(AIM OF THE EXERCISE)
Render the lines of the records starting at the one that contains "Practice step: pick out every instance of the curb" and ending with the one that contains "[(387, 330)]", both included, as a JSON list of strings with one string per line and no blank lines.

[START OF EXCERPTED DATA]

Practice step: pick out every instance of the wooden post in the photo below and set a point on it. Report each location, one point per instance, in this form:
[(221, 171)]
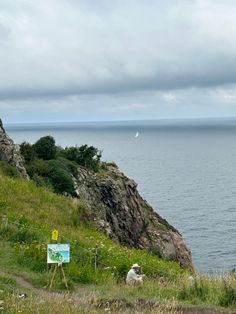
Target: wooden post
[(63, 276), (95, 259), (53, 276)]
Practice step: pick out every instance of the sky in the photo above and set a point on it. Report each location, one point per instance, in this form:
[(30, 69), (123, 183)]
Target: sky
[(88, 60)]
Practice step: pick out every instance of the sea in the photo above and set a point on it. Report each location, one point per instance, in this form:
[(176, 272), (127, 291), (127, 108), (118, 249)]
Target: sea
[(186, 170)]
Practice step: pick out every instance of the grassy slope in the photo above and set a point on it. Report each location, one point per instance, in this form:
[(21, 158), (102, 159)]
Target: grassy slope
[(32, 214)]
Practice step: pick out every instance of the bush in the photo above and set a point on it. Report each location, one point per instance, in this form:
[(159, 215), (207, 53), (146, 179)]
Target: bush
[(86, 156), (228, 297), (39, 167), (27, 151), (8, 170), (61, 178), (45, 148)]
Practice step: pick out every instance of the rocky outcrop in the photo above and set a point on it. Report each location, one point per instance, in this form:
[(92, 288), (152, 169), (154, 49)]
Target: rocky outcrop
[(123, 215), (119, 211), (9, 152)]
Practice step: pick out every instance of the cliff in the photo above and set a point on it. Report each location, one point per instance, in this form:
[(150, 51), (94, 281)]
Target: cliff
[(9, 152), (118, 209)]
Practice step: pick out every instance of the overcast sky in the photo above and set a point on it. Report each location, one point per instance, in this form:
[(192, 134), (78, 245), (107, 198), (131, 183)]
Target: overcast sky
[(86, 60)]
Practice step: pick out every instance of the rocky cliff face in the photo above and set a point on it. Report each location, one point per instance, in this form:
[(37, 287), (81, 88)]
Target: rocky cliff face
[(119, 211), (9, 152), (124, 216)]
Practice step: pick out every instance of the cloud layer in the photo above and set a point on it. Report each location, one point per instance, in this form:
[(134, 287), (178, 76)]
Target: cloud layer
[(66, 51)]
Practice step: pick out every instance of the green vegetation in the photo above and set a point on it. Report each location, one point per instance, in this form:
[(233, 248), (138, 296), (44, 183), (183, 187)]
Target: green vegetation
[(53, 167), (28, 214)]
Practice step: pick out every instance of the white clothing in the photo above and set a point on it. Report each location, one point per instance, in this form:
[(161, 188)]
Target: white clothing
[(133, 278)]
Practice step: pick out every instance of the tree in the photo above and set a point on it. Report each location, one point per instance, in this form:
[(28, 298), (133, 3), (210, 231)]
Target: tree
[(45, 148), (87, 156), (27, 151)]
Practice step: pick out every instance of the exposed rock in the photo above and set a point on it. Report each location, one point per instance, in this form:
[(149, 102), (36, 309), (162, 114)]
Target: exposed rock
[(124, 216), (9, 152), (119, 210)]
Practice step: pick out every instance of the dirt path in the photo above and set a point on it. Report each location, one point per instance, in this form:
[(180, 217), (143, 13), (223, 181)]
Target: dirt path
[(188, 309)]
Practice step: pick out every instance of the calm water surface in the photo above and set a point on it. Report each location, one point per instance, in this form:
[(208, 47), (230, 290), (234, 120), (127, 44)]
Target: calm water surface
[(185, 170)]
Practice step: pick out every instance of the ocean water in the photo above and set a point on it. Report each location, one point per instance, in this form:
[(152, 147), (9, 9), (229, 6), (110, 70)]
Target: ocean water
[(185, 169)]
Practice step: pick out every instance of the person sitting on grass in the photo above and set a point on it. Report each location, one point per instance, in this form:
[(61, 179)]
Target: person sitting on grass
[(133, 277)]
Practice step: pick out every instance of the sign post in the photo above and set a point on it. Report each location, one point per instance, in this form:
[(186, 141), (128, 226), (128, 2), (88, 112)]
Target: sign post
[(58, 254)]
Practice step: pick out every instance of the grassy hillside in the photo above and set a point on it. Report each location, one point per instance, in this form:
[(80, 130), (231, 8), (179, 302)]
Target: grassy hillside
[(28, 214)]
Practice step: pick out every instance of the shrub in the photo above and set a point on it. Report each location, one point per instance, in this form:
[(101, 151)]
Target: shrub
[(27, 151), (61, 178), (8, 170), (45, 148), (86, 156), (228, 297), (39, 167)]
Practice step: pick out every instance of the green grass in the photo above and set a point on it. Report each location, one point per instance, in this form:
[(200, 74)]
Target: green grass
[(32, 213)]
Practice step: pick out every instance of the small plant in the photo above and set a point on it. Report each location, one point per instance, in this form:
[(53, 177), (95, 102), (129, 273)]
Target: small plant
[(228, 297), (8, 170), (196, 291), (45, 148)]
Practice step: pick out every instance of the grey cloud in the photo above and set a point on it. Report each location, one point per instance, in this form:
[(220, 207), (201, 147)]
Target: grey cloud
[(59, 48)]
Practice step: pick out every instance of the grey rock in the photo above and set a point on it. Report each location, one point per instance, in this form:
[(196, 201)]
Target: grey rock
[(10, 153), (123, 215)]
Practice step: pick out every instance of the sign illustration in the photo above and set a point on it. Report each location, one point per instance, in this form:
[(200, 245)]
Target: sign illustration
[(58, 253)]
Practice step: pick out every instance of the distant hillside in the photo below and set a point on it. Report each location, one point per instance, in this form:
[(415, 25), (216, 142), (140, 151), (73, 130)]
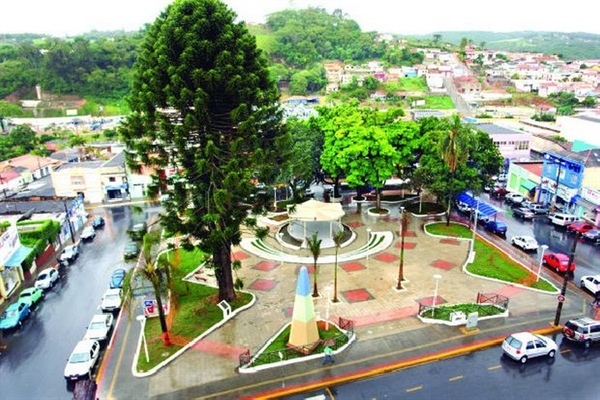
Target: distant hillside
[(572, 46)]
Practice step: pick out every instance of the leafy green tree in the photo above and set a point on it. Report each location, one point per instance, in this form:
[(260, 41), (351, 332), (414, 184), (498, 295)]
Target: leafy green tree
[(366, 146), (314, 246), (155, 270), (202, 102)]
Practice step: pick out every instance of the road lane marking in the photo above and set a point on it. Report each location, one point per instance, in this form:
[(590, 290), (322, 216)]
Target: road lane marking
[(113, 380)]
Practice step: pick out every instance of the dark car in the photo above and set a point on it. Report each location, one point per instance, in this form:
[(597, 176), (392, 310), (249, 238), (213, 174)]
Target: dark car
[(117, 278), (497, 227), (593, 236), (523, 213), (131, 250), (98, 222)]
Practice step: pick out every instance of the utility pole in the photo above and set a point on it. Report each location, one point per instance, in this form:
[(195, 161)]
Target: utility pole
[(69, 222), (563, 290)]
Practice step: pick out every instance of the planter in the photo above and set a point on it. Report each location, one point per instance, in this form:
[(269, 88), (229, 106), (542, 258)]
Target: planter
[(382, 212)]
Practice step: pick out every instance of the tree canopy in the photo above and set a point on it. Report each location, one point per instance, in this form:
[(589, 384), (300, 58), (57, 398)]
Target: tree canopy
[(204, 105)]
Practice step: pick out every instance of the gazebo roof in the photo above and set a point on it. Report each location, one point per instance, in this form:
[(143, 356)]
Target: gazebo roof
[(313, 210)]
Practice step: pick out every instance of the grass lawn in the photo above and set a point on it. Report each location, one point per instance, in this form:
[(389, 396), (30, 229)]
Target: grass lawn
[(443, 312), (271, 353), (194, 309), (489, 261), (454, 230)]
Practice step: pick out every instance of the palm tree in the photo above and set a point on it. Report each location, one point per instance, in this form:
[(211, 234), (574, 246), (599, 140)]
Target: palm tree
[(338, 238), (153, 269), (314, 245), (453, 150)]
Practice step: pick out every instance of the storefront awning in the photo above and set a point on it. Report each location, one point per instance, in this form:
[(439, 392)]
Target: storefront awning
[(528, 185), (18, 256)]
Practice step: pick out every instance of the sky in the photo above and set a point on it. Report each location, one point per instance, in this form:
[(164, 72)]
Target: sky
[(71, 17)]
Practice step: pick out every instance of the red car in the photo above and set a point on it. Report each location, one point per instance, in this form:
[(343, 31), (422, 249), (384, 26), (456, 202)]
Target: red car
[(558, 262), (580, 226)]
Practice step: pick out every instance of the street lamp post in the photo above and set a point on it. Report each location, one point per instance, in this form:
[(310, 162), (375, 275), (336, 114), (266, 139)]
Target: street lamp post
[(437, 279), (142, 320), (328, 292), (544, 248), (280, 236), (368, 243), (282, 375), (563, 290), (402, 235)]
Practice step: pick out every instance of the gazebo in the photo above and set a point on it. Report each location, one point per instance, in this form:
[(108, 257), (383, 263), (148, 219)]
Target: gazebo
[(317, 217)]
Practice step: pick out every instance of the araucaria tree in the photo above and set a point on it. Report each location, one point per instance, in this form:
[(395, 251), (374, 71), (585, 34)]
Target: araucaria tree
[(203, 105)]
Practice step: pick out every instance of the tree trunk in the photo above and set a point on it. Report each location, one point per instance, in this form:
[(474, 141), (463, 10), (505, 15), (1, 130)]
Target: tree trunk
[(224, 274)]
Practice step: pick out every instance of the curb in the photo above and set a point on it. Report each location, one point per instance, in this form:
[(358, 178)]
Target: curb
[(393, 366)]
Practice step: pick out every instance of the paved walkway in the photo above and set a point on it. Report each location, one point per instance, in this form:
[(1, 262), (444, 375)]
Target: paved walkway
[(387, 330)]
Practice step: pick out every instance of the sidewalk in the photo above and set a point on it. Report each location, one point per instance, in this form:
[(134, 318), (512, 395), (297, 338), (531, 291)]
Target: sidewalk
[(388, 334)]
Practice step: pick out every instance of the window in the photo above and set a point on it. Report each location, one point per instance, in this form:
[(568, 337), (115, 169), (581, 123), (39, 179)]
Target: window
[(77, 180)]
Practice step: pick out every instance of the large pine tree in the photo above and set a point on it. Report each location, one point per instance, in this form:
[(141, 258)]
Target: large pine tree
[(203, 105)]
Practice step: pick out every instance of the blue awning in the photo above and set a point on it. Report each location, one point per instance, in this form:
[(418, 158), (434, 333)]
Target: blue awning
[(528, 185), (18, 256), (482, 207)]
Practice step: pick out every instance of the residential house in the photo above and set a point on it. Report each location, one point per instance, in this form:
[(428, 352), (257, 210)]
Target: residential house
[(38, 167), (12, 254), (513, 145)]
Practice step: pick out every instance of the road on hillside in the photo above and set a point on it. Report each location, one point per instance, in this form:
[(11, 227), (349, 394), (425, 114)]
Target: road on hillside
[(486, 374), (32, 367)]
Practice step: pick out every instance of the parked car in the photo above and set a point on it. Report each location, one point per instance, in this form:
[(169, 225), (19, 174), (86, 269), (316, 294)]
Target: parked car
[(498, 192), (82, 360), (31, 296), (14, 315), (99, 327), (69, 254), (98, 222), (591, 283), (523, 213), (131, 250), (525, 345), (111, 300), (116, 279), (593, 236), (138, 231), (580, 226), (88, 234), (497, 227), (583, 330), (47, 278), (538, 208), (562, 219), (558, 262), (514, 198), (525, 243)]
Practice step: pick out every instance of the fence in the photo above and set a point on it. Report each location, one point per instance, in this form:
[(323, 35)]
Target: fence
[(270, 357)]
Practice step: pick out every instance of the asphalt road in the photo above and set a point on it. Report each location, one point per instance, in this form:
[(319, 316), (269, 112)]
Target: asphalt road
[(573, 373), (557, 240), (32, 367)]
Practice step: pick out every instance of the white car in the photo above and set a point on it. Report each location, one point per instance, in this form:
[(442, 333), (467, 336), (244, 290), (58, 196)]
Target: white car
[(525, 345), (111, 300), (515, 198), (525, 243), (82, 360), (88, 233), (99, 327), (591, 283), (47, 278)]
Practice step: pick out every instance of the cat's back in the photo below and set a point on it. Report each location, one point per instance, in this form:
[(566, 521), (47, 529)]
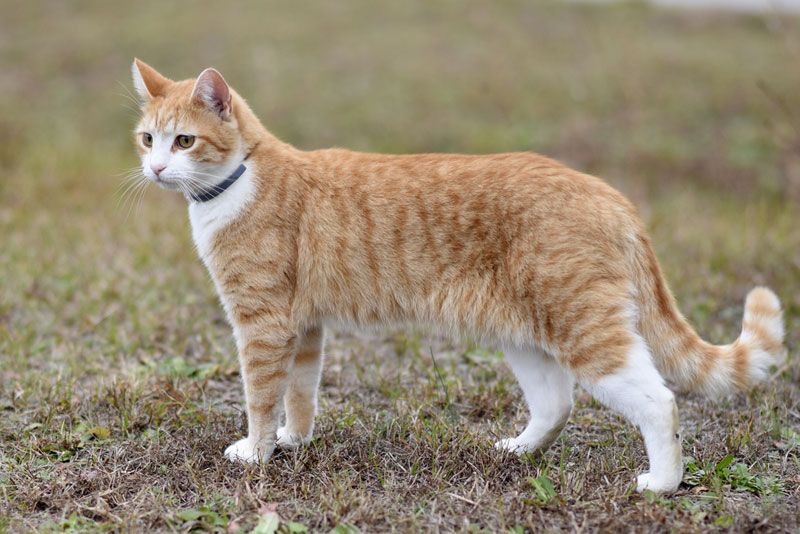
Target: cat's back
[(515, 183)]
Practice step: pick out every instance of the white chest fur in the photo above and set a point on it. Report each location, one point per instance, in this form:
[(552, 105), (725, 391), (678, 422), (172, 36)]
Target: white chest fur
[(208, 218)]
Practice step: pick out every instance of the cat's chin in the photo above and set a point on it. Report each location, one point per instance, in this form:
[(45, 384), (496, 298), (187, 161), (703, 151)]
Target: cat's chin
[(166, 183)]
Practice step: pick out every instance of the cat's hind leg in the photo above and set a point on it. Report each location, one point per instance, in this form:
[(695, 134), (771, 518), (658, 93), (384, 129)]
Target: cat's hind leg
[(548, 390), (300, 400), (633, 386)]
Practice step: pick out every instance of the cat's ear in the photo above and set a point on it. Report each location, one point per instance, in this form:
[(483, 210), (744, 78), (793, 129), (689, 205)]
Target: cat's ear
[(147, 81), (213, 92)]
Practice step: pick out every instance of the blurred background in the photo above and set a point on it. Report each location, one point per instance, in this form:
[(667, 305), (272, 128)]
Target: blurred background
[(692, 113), (110, 332)]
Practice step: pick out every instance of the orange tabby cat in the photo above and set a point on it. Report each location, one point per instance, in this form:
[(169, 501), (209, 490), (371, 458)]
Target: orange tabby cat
[(552, 265)]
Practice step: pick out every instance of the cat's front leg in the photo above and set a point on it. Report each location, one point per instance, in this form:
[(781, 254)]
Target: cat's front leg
[(300, 401), (265, 356)]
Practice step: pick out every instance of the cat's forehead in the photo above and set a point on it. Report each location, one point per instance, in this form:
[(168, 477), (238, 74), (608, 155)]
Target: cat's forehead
[(172, 111)]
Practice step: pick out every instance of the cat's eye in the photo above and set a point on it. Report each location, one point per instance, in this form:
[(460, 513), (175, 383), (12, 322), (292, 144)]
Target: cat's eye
[(184, 141)]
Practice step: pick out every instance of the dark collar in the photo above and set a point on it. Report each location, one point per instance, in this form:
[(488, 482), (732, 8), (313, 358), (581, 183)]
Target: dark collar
[(215, 190)]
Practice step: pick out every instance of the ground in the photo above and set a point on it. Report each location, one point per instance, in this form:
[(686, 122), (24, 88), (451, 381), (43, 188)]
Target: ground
[(119, 388)]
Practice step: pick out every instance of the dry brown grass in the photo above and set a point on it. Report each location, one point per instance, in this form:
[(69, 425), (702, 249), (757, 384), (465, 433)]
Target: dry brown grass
[(118, 384)]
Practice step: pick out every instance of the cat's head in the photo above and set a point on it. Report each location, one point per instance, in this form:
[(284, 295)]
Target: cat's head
[(188, 137)]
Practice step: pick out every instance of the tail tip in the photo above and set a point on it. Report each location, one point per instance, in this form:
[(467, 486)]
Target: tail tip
[(763, 322)]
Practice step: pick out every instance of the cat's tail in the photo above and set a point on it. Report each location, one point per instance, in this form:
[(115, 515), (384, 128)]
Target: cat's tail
[(691, 364)]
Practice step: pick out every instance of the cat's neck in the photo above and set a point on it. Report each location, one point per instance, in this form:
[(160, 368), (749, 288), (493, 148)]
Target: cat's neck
[(207, 218)]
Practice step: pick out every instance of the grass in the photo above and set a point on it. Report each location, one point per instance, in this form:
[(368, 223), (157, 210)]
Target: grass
[(118, 381)]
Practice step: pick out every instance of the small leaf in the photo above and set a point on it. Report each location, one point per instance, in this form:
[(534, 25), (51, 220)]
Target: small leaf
[(268, 524), (723, 464), (189, 515), (99, 432)]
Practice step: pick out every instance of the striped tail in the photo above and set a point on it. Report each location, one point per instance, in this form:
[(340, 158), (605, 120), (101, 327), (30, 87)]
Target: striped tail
[(691, 364)]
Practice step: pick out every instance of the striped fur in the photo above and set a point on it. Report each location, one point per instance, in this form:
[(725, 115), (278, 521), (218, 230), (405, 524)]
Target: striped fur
[(552, 265)]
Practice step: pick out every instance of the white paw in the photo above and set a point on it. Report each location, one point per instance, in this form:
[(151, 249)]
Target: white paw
[(290, 441), (245, 451), (513, 445), (646, 481)]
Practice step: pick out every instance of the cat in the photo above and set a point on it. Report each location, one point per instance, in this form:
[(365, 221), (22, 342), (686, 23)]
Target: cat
[(551, 265)]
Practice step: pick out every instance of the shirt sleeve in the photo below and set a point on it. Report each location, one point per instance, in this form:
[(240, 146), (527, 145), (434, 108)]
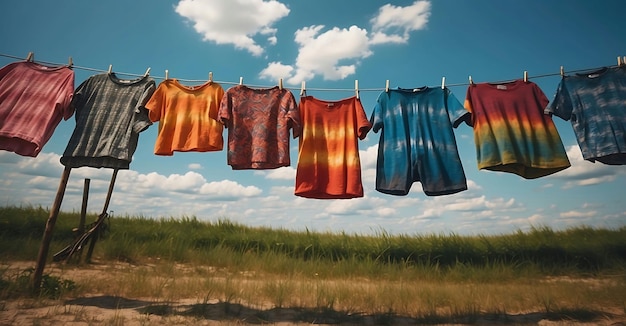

[END OF EXCERPTED DATA]

(ANSWER FOR THIS EXERCISE)
[
  "Practice step: pick out every instance of the curb in the photo above and set a point on it. Report each location, one point per instance, in this form:",
  "[(358, 178)]",
  "Target: curb",
  "[(393, 366)]",
  "Practice step: pick out every instance of the paved walkway in the photo above and set a point on it. Report each location, one point per instance, in this form:",
  "[(1, 262), (444, 375)]",
  "Target: paved walkway",
  "[(387, 330)]"
]